Exercice court 1:
Modifiez le passage de l'article sur la cuisine africaine qui s'ouvre sur les mots contenant « La cuisine africaine : l’une » et se termine par « protocole bien connu. » : remplacez « protocole » par « rituel », puis réécrivez ce passage en entier.

Extrait du document:
--------------------------------

La cuisine africaine, une gastronomie trop souvent sous-estimée

SHARE
La cuisine africaine, une gastronomie trop souvent sous-estimée
La cuisine africaine, une gastronomie trop souvent sous-estimée

La cuisine africaine n’est pas très valorisée hors Afrique, étant trop souvent placée à un niveau plus bas parmi les gastronomies du monde. Pourtant, peu de plats au monde peuvent égaler les saveurs relevées de la cuisine africaine qui brillent par ses ingrédients variés et multicolores. Existe-t-il en réalité une gastronomie africaine ? Si oui, comment est-elle perçue par le monde ?

La cuisine africaine : une diversité de goût et de couleurs

Les méthodes d’agencement et d’association des ingrédients sont des indicateurs de l’identité culturelle d’un pays ou d’un continent. Quand on regarde l’Afrique et la diversité de ses peuples, de langues et de végétation, il est facile de reconnaître les plats africains. La cuisine africaine, c’est beaucoup de couleurs, beaucoup de saveurs et une grande variété d’épices.

Du thieb (ou tiep) sénégalais au « Attiêke » de la Côte d’Ivoire en passant par la sauce légume du Bénin sans oublier le fameux « com » du Togo, les nations africaines se sont formées des identités culinaires très fortes. D’aucuns diront pourtant qu’il n’existe pas de gastronomie africaine au sens propre du terme. La gastronomie africaine se trouve en fait talonnée par de nombreux préjugés qui reposent sur sa posture sociale et économique vis-à-vis du monde occidental.

On la traite donc de tous les noms, parce qu’elle serait trop grasse. Parce qu’il n’y aurait pas vraiment un corps de professionnels organisé de la cuisine africaine. Parce qu’il n’existe pas des documents d’autorité sur la cuisine africaine, la cuisine africaine n’a pas vraiment une voix.

On considère qu’elle n’a pas des codes de services établis, puisque la gastronomie en elle-même se définit comme l’art de la bonne chère, de l’ordonnancement des repas, de déguster et d’apprécier les mets.

La cuisine africaine : l’une des gastronomies les plus riches au monde

Il est vrai que contrairement à l’Occident, l’Afrique, dans son approche, peut paraître ne pas avoir des milliers de codes rédigés. Cependant, le continent ne manque pas de gastronomie. Tout Africain sait que les plats africains ne se cuisinent pas et ne se mangent pas sans un protocole bien connu.

--------------------------------

Matériel d'exercice:
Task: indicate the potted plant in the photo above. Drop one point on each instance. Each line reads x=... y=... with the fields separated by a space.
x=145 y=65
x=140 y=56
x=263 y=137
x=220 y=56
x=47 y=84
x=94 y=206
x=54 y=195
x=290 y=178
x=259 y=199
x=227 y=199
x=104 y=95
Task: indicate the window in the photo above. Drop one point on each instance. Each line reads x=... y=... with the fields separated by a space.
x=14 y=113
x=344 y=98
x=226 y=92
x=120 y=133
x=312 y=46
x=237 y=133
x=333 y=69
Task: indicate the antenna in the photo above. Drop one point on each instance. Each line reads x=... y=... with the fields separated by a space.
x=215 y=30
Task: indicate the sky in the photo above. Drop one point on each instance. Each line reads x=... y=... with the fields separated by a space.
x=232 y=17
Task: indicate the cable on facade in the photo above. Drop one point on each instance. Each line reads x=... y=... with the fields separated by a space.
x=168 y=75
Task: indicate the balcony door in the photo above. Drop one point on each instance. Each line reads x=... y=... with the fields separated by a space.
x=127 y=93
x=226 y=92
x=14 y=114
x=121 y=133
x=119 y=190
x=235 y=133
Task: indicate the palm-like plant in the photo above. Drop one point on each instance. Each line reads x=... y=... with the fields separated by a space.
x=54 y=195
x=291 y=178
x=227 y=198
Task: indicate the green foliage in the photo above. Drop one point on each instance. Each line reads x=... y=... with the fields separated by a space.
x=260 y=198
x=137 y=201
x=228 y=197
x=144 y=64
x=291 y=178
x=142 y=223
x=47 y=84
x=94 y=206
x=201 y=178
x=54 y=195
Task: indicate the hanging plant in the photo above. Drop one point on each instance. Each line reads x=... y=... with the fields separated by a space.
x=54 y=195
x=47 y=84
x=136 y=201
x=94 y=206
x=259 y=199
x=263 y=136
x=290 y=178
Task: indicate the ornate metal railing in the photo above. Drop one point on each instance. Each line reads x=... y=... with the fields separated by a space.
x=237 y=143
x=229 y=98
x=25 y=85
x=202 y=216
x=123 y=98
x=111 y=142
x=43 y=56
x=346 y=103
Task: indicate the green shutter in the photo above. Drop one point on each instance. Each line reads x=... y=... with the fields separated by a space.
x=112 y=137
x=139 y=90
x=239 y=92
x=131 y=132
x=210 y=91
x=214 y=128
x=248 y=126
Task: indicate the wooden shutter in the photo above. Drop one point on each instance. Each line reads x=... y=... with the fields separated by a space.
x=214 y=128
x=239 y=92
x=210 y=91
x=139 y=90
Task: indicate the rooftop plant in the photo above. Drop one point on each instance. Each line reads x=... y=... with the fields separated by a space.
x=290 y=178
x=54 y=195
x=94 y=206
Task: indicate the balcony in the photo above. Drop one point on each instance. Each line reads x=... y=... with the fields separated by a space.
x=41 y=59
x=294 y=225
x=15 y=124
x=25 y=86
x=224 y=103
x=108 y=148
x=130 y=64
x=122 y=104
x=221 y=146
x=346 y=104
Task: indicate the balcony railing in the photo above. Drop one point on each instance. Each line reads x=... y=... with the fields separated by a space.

--------------------------------

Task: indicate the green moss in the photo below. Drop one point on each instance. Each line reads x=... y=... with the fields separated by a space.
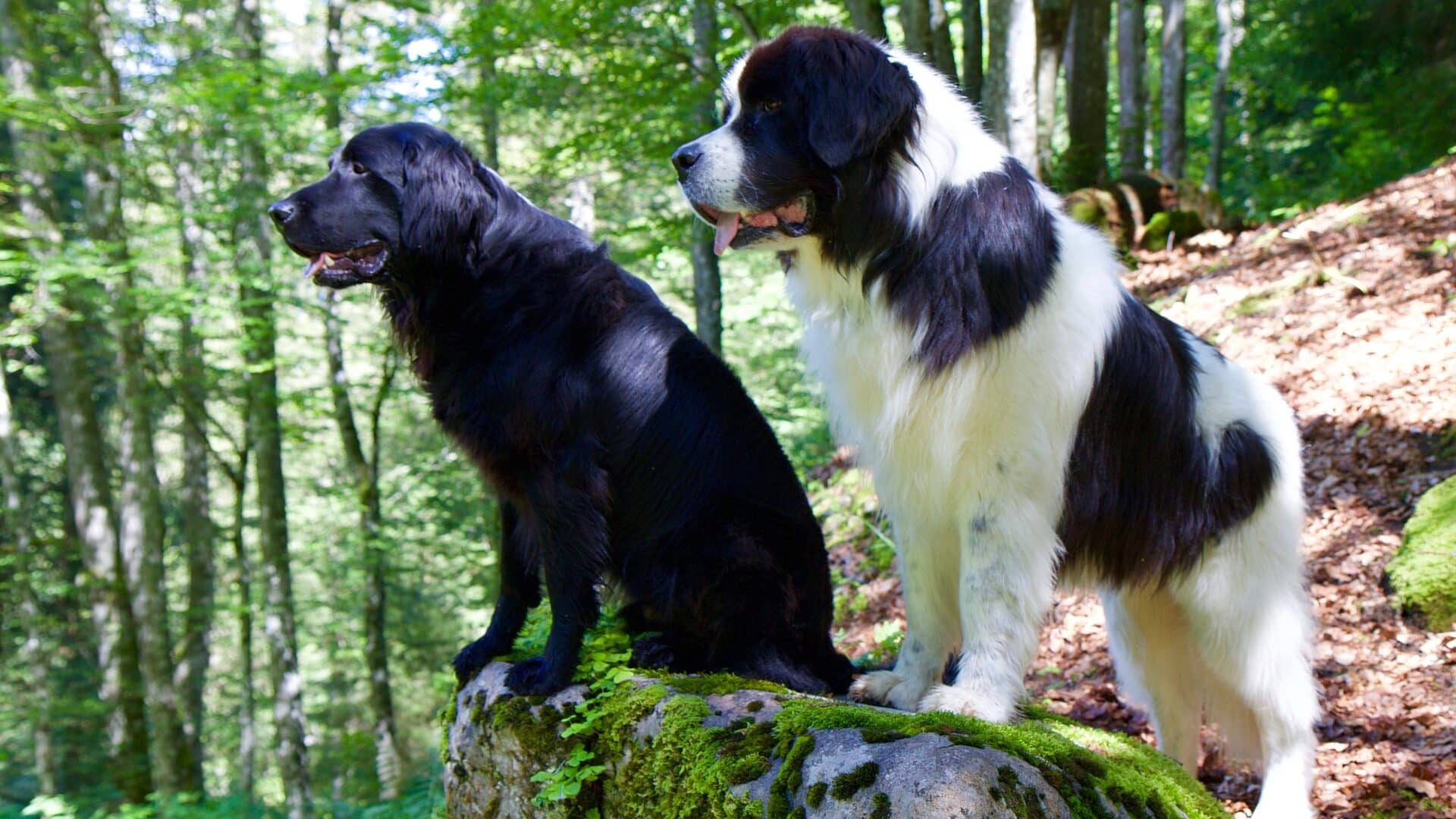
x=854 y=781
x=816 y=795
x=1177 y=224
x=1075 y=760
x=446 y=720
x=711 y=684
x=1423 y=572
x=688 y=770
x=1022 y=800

--------------------------------

Exercice court 2:
Recopiez mot pour mot, s'il vous plaît, la partie des enregistrements qui s'ouvre sur la ligne contenant « Task: indicate the green shutter » et se termine par celle contenant « x=248 y=126 », ces deux lignes comprises.

Solution rédigée 1:
La cuisine africaine : l’une des gastronomies les plus riches au monde

Il est vrai que contrairement à l’Occident, l’Afrique, dans son approche, peut paraître ne pas avoir des milliers de codes rédigés. Cependant, le continent ne manque pas de gastronomie. Tout Africain sait que les plats africains ne se cuisinent pas et ne se mangent pas sans un rituel bien connu.

Solution rédigée 2:
Task: indicate the green shutter in the photo above. Drop one point on each instance. Each line reads x=... y=... with the fields separated by a space.
x=112 y=137
x=139 y=90
x=239 y=92
x=131 y=132
x=210 y=91
x=214 y=128
x=248 y=126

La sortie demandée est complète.